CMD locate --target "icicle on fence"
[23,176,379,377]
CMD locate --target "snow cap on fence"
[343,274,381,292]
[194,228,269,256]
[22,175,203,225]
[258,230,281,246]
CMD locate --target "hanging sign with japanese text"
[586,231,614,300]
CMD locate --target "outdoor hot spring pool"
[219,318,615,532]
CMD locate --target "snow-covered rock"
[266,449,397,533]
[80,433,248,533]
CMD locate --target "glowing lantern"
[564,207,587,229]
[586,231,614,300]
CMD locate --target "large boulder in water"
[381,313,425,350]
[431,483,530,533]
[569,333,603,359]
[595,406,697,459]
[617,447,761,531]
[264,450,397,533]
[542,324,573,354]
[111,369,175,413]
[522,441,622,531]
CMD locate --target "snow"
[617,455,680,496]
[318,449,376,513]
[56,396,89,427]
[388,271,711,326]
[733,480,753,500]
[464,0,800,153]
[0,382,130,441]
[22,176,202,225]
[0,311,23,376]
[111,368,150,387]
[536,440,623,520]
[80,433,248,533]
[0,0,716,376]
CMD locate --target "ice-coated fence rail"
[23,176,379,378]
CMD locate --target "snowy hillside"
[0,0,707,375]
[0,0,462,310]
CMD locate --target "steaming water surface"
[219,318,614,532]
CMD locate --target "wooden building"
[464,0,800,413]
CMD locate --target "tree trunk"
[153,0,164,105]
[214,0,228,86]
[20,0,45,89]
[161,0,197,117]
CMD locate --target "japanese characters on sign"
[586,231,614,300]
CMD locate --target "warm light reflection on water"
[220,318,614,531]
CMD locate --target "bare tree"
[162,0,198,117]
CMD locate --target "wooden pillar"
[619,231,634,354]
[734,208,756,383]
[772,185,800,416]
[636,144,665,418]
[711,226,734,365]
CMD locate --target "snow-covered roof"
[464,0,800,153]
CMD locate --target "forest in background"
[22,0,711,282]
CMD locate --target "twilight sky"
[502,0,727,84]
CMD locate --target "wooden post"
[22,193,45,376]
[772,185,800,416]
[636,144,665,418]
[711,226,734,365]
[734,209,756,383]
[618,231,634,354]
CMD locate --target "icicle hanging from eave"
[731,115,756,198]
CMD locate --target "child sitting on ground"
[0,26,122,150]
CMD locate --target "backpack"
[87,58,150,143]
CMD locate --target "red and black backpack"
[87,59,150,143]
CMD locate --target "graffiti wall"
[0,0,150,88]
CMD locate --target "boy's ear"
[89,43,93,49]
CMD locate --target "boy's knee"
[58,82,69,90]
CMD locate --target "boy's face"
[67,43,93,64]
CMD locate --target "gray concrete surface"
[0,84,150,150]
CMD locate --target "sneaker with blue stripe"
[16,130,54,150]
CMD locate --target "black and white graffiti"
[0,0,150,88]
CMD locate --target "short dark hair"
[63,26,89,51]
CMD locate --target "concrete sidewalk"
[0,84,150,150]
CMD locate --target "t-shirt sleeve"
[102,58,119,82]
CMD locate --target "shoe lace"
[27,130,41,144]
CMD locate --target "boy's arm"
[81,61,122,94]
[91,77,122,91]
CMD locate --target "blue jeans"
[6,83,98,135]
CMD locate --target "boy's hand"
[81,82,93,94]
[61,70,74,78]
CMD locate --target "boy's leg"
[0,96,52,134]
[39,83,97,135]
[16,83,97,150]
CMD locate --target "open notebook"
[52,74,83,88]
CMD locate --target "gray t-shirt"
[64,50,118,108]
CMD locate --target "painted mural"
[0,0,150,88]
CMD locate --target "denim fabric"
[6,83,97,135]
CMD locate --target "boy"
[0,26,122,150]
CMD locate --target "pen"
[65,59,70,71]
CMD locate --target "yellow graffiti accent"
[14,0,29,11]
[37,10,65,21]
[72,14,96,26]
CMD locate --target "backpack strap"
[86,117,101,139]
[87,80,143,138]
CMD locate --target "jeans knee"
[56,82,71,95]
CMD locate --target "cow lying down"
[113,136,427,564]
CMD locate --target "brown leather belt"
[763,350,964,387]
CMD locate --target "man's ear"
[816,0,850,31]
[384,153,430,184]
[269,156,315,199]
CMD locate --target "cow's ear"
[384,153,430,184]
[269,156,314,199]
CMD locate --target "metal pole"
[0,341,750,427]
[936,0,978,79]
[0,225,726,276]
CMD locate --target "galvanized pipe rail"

#####

__TO DO__: Write out all of the data above again, line for line, with nothing changed.

__THE COMPLETED TASK__:
CMD locate --target "icicle on fence"
[23,176,379,377]
CMD locate --target "snow cap on fence"
[343,274,381,292]
[194,228,269,256]
[22,175,203,225]
[258,230,281,246]
CMD locate --target "hanging sign with japanese text"
[586,231,614,300]
CMD locate --target "outdoor hot spring pool"
[219,318,615,532]
CMD locate --target "snow-covered rock"
[266,449,397,533]
[80,433,248,533]
CMD locate --target "glowing lantern"
[564,207,587,229]
[586,231,614,300]
CMD locate --target "large boulder in water"
[381,313,425,350]
[431,483,530,533]
[569,333,603,359]
[595,406,697,459]
[617,447,761,531]
[264,450,397,533]
[542,324,573,354]
[111,369,175,413]
[522,441,622,531]
CMD locate --target "snow"
[617,455,680,496]
[318,449,376,513]
[56,396,89,427]
[388,271,711,326]
[733,480,753,500]
[464,0,800,153]
[0,382,130,441]
[22,176,202,225]
[0,311,23,376]
[111,368,150,387]
[536,440,623,520]
[80,433,248,533]
[0,0,716,376]
CMD locate --target "ice-coated fence rail"
[23,176,379,378]
CMD locate --target "snowy hillside"
[0,0,707,375]
[0,0,462,310]
CMD locate --target "steaming water surface"
[219,318,614,532]
CMD locate --target "wooden building"
[464,0,800,413]
CMD locate --target "tree trunk"
[153,0,164,105]
[214,0,228,86]
[20,0,45,89]
[161,0,197,117]
CMD locate --target "japanese characters on sign"
[586,231,614,300]
CMD locate --target "warm light reflection on water"
[220,318,614,531]
CMD locate --target "bare tree"
[162,0,198,117]
CMD locate --target "wooden pillar"
[619,231,634,354]
[734,208,756,383]
[772,185,800,416]
[636,144,665,418]
[711,226,734,365]
CMD locate --target "snow-covered roof"
[464,0,800,153]
CMD locate --target "forest in background"
[22,0,711,282]
CMD locate --target "twilight sky"
[502,0,727,84]
CMD locate --target "wooden post"
[22,193,45,376]
[772,185,800,416]
[636,144,665,418]
[711,226,734,365]
[734,209,756,383]
[618,231,634,354]
CMD locate --target "icicle hanging from eave"
[731,115,756,198]
CMD locate --target "child sitting on ground"
[0,26,122,150]
CMD locate --target "backpack"
[87,58,150,143]
CMD locate --target "red and black backpack"
[87,59,150,143]
CMD locate --target "graffiti wall"
[0,0,150,88]
CMD locate --target "boy's ear"
[89,43,93,49]
CMD locate --target "boy's knee"
[58,82,69,90]
CMD locate --target "boy's face"
[67,43,93,64]
CMD locate --target "gray concrete surface"
[0,84,150,150]
CMD locate --target "sneaker with blue stripe"
[16,130,54,150]
CMD locate --target "black and white graffiti"
[0,0,150,88]
CMD locate --target "short dark hair"
[63,26,89,51]
CMD locate --target "concrete sidewalk"
[0,84,150,150]
CMD locate --target "t-shirt sleeve"
[102,58,119,82]
CMD locate --target "shoe lace"
[27,130,41,144]
CMD locate --target "boy's arm"
[81,61,122,94]
[91,77,122,91]
CMD locate --target "blue jeans"
[6,83,98,135]
CMD locate --target "boy's hand"
[81,82,93,94]
[61,70,74,78]
CMD locate --target "boy's leg"
[0,96,52,134]
[39,83,97,135]
[16,83,97,150]
CMD locate --target "open notebook"
[52,74,83,88]
CMD locate --target "gray t-shirt"
[64,50,118,108]
CMD locate --target "painted mural"
[0,0,150,88]
CMD locate --target "denim fabric"
[6,83,97,135]
CMD locate --target "boy"
[0,26,122,150]
CMD locate --target "pen"
[65,59,70,71]
CMD locate --target "yellow graffiti accent"
[14,0,29,11]
[37,10,65,21]
[72,14,96,26]
CMD locate --target "backpack strap"
[86,117,101,139]
[87,80,143,138]
CMD locate --target "jeans knee"
[56,82,71,95]
CMD locate --target "cow lying down"
[113,136,427,564]
CMD locate --target "brown leather belt"
[763,350,964,387]
CMD locate --target "man's ear"
[816,0,850,31]
[384,153,430,184]
[269,156,315,199]
CMD locate --target "cow's ear"
[384,153,430,184]
[269,156,314,199]
CMD locate --target "metal pole"
[0,341,750,427]
[936,0,978,79]
[0,225,726,276]
CMD locate --target "galvanized pipe rail"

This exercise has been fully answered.